▸ Texto fornecido:

_ _ _ _ _

Outros documentos da época, diz o pesquisador, assinalam a estreita relação entre os clérigos e as práticas homoeróticas, adjetivadas então como “vícios de clérigos”. Detalhe significativo, sublinha o autor: há registros de que os dois frades, antes ou depois de suas relações homoeróticas, em uma ocasião ao menos, leram um poema de Bocage chamado Epístola a Marília. O texto apresenta a religião e a imagem do inferno como elementos de opressão política e moral.
Documentação impressa e manuscrita, utilizada nos órgãos de censura, são grandes aliadas do pesquisador. Ele conta que, para sua sorte, censores liam os romances publicados à época, discutiam e davam pareceres sobre o que poderia ou não ser publicado. “Essas análises viravam editais que proibiam os livros libertinos. Alguns eram proibidos em segredo, pois a própria censura reconhecia que editais poderiam estimular leitores a procurar por essas obras”, conta Villalta.
As tentativas de combate aos ideais libertinos, muitas vezes, faziam efeito contrário, portanto. Perseguido na época do Marquês de Pombal (1699-1782) por se opor à subordinação da Igreja aos interesses da coroa, o padre Teodoro de Almeida, nos 10 volumes de sua Recreação filosófica, obra publicada entre 1751 e 1800, pondera sobre os possíveis efeitos da publicação de críticas aos livros libertinos. “Poderia ser um tiro pela culatra”, resume Villalta. “Quando você critica, você divulga. Na medida em que se publicam em português as obras que discutem as ideias libertinas, publicadas em livros editados no exterior e em outros idiomas, as tornamos acessíveis para um público que não conhece línguas estrangeiras.”
Verdade seja dita: a Igreja, neste caso, acabou dando uma força. Pela riqueza de documentos disponíveis e pelos volumes e exemplares guardados nas gavetas da própria Inquisição, a história dos libertinos pode enfim agora ser recontada.

_ _ _ _ _

▸ Exercício proposto 1:
Com base no texto sobre os livros libertinos, indique se cada afirmação concorda com ele, respondendo sim ou não e citando as palavras do texto que decidem a questão: (a) Os censores liam os romances publicados à época e emitiam pareceres sobre eles. (b) Todos os livros libertinos eram proibidos por meio de editais públicos. (c) A Recreação filosófica foi publicada em um único volume.
Os registros não têm qualquer relação com o texto.

Itens de um conjunto de dados:
_ _ _ _ _

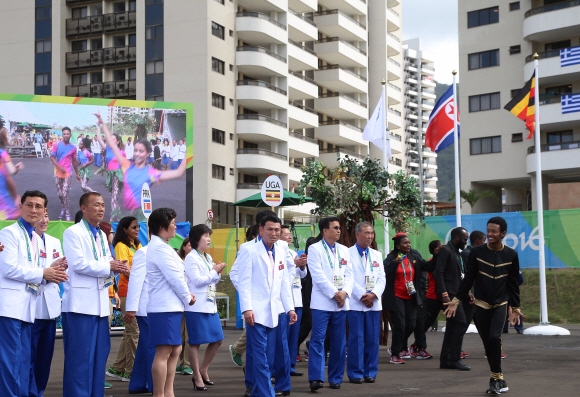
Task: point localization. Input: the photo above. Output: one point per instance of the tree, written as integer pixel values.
(472, 196)
(354, 190)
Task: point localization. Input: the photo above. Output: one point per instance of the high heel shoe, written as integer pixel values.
(196, 387)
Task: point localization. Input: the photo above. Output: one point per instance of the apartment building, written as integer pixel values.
(274, 83)
(497, 40)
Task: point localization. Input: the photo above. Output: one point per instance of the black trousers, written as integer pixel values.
(431, 308)
(404, 318)
(489, 325)
(455, 328)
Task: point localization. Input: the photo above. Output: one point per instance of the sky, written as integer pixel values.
(435, 22)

_ _ _ _ _

▸ Exercício proposto 2:
Nos registros, reescreva as linhas começando na que contém "sky, written as integer pixel values." e terminando no fim dos registros, trocando "sky" por "cloud" e mantendo todo o resto igual.

▸ Resolução 1:
(a) Sim: "censores liam os romances publicados à época, discutiam e davam pareceres sobre o que poderia ou não ser publicado".
(b) Não: "Alguns eram proibidos em segredo, pois a própria censura reconhecia que editais poderiam estimular leitores a procurar por essas obras".
(c) Não: "nos 10 volumes de sua Recreação filosófica".

▸ Resolução 2:
Task: point localization. Input: the photo above. Output: one point per instance of the cloud, written as integer pixel values.
(435, 22)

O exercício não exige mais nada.